━━ Available records
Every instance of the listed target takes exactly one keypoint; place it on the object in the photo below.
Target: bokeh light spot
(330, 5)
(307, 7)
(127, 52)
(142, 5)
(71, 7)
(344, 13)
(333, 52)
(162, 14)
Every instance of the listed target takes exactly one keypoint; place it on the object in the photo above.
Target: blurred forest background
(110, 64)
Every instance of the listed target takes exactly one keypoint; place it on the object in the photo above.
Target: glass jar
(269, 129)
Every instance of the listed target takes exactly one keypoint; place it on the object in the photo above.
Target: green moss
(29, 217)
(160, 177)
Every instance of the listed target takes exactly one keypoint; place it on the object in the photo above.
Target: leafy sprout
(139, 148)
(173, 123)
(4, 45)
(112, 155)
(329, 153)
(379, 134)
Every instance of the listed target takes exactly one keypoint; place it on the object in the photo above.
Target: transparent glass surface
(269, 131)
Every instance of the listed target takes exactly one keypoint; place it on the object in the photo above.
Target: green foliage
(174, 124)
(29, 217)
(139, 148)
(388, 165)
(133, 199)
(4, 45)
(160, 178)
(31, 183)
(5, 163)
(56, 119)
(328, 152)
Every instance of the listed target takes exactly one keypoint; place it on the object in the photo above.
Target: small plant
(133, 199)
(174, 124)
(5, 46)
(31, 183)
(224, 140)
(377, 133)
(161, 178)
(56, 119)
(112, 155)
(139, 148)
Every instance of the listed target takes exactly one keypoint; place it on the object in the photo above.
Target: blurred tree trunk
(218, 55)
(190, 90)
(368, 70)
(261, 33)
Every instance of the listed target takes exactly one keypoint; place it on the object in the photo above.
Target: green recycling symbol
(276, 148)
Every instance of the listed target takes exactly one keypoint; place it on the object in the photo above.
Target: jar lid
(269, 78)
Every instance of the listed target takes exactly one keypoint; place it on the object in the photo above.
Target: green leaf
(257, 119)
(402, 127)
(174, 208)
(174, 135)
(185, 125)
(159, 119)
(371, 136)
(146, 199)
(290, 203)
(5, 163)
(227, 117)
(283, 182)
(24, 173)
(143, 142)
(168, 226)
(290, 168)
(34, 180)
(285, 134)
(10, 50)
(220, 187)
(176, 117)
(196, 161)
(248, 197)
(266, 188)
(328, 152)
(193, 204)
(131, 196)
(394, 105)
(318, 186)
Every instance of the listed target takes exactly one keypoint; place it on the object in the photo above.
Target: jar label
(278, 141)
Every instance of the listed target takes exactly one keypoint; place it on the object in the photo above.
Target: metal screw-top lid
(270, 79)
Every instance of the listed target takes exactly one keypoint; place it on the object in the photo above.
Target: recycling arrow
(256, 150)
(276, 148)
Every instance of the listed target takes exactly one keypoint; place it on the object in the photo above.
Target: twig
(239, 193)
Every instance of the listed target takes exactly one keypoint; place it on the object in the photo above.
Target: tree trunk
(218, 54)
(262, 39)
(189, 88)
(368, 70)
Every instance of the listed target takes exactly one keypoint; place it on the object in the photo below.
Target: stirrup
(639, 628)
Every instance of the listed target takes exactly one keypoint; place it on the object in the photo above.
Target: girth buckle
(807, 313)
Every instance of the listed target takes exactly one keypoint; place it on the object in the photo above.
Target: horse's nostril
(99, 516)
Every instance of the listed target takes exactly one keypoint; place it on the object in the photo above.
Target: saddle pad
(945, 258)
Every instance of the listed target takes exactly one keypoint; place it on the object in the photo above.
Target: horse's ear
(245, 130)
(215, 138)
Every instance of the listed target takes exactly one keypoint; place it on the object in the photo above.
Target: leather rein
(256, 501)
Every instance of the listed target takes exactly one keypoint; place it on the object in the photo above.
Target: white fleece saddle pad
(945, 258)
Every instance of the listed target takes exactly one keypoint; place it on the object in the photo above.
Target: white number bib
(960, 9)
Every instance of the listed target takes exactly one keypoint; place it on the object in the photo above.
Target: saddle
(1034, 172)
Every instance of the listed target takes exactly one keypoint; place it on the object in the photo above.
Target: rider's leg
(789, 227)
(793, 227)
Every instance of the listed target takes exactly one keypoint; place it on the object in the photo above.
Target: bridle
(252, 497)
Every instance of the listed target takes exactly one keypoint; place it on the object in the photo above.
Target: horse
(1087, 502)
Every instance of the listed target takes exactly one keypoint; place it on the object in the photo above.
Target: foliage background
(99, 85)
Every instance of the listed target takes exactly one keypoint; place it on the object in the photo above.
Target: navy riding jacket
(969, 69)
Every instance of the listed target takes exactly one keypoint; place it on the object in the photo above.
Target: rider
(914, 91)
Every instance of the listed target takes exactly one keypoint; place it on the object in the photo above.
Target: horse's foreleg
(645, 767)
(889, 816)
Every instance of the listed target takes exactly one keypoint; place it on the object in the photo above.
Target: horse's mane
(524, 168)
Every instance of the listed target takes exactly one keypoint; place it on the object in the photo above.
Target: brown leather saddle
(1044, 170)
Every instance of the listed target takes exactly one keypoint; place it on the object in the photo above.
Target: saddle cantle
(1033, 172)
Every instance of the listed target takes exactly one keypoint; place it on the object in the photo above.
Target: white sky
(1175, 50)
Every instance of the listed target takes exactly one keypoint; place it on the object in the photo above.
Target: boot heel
━━━━
Task statement = When you answer, repeat every record exactly, omitting nothing.

Solution for this exercise =
Every instance of the listed target takes exactly one keypoint; place it on the object in the photo below.
Target: bokeh light spot
(330, 5)
(307, 7)
(127, 52)
(142, 5)
(71, 7)
(344, 13)
(333, 52)
(162, 14)
Every instance of the listed target takes exactly one keypoint; place it on the object in the photo above.
Target: blurred forest background
(110, 64)
Every instance of the listed target takes exactly one keypoint; place it on the object in the photo above.
Target: glass jar
(269, 129)
Every instance of the listed target takes exactly one keypoint; place it on the object in the photo above.
Target: green moss
(29, 217)
(160, 177)
Every instance of the listed target takes exactly one keypoint; place it on the object in the photo above.
Target: leafy sprout
(139, 148)
(173, 123)
(4, 45)
(112, 155)
(329, 153)
(379, 134)
Every instance of the listed target takes exactly one keypoint; place it on the object in the photo above.
Target: transparent glass surface
(269, 131)
Every instance of the listed target takes exactly one keypoint; place it on the object in the photo above.
Target: green foliage
(174, 124)
(29, 217)
(139, 148)
(388, 165)
(133, 199)
(4, 45)
(160, 178)
(31, 183)
(5, 163)
(56, 119)
(328, 152)
Every instance of the listed target takes exactly one keypoint; place it on the object in the photo above.
Target: small plant
(133, 199)
(174, 124)
(5, 46)
(31, 183)
(224, 140)
(377, 133)
(161, 178)
(56, 119)
(112, 155)
(139, 148)
Every instance of the listed target takes exactly one keypoint; place it on the object in the photo above.
Target: blurred tree trunk
(218, 55)
(190, 90)
(368, 70)
(261, 33)
Every instance of the listed target takes exactly one keypoint; place it on the object in the photo above.
Target: green recycling symbol
(276, 148)
Every instance of the listed target takes exactly one keypoint; place it on the object in the photo above.
Target: jar lid
(269, 78)
Every instance of the listed target takes exactly one keypoint; place it on the object in the photo above.
Target: green leaf
(257, 119)
(402, 127)
(174, 208)
(174, 135)
(185, 125)
(159, 119)
(371, 136)
(146, 199)
(290, 203)
(5, 163)
(227, 117)
(283, 182)
(24, 173)
(143, 142)
(168, 226)
(290, 168)
(34, 180)
(285, 134)
(10, 50)
(220, 187)
(176, 117)
(196, 161)
(248, 197)
(266, 188)
(328, 152)
(193, 204)
(131, 196)
(394, 105)
(318, 186)
Every instance of the listed target takes exactly one keypoint; place it on the object in the photo above.
Target: jar label
(278, 141)
Every instance of the listed target takes exactly one keypoint; place it on the object in the photo above.
Target: metal screw-top lid
(270, 79)
Every instance of the listed target takes exactly one keypoint; place it on the object in the photo above.
Target: recycling arrow
(256, 150)
(276, 148)
Every instance of the listed target takes exactly one keypoint; place it on the object in the photo above.
Target: twig
(239, 193)
Every instance of the listed target takes exactly one keypoint; place it on the object in the photo above.
Target: tree trunk
(218, 54)
(262, 39)
(189, 88)
(368, 70)
Every instance of the listed target takes exactly one keypoint; place it on the object in the photo below.
Target: stirrup
(639, 628)
Every instance of the listed target takes exactly one keypoint; place it on the object in the photo above.
Target: girth buckle
(807, 313)
Every instance of the listed target takes exactly one keypoint; place it on the object in the photo above.
Target: horse's nostril
(99, 516)
Every instance of the listed target takes exactly one keypoint; place it on the object in the photo above.
Target: saddle pad
(945, 258)
Every instance of the listed target takes exactly one keypoint; place it on the object in the photo above.
Target: horse's ear
(245, 130)
(215, 138)
Every instance of the listed target takes exactly one keypoint; place it on the object in the photo above.
Target: leather rein
(256, 501)
Every instance of the listed target takes exactly one keypoint; place it on the object in the photo above.
Target: white fleece saddle pad
(945, 258)
Every instance of the listed target takes exactly one keypoint; place it on the object in the photo above.
Target: white number bib
(960, 9)
Every instance of the listed target takes exactly one keypoint; place it on the object in the photo above.
Target: saddle
(1034, 172)
Every instance of the listed target takes exactly one keypoint; place it on the object in the photo above.
Target: rider's leg
(789, 227)
(793, 227)
Every instance of the listed target takes exactly one keypoint; place it on the object in the photo above.
Target: bridle
(252, 497)
Every instance of the listed target takes exactly one keypoint; place it on the object in the photo above.
Target: horse
(1087, 502)
Every instance of the listed target takes exactly one keypoint; place it on the object in the photo above.
Target: foliage background
(99, 85)
Every instance of the listed target takes exactly one keypoint; place it on the object in the photo above.
Target: navy riding jacket
(969, 69)
Every instance of the listed target takes exactly one keypoint; place it on the object in the photo above.
Target: rider
(914, 91)
Every instance of the listed target takes exactly one keypoint; place it on the object in the photo above.
Target: horse's foreleg
(645, 767)
(889, 816)
Every instance of the listed target takes exactly one keypoint; place it on the object in the photo above.
Target: horse's mane
(524, 168)
Every instance of the listed target takes exactly one keypoint; place it on the object in the photo above.
Target: brown leather saddle
(1044, 170)
Every instance of the listed target takes exactly one keypoint; place it on the object in the photo above.
Target: saddle cantle
(1033, 172)
Every instance of the listed target takes exactly one keypoint; place it on the object in the photo above.
Target: white sky
(1175, 50)
Every instance of the listed target takes exactly one keypoint; place it on the object in the photo above.
Target: boot heel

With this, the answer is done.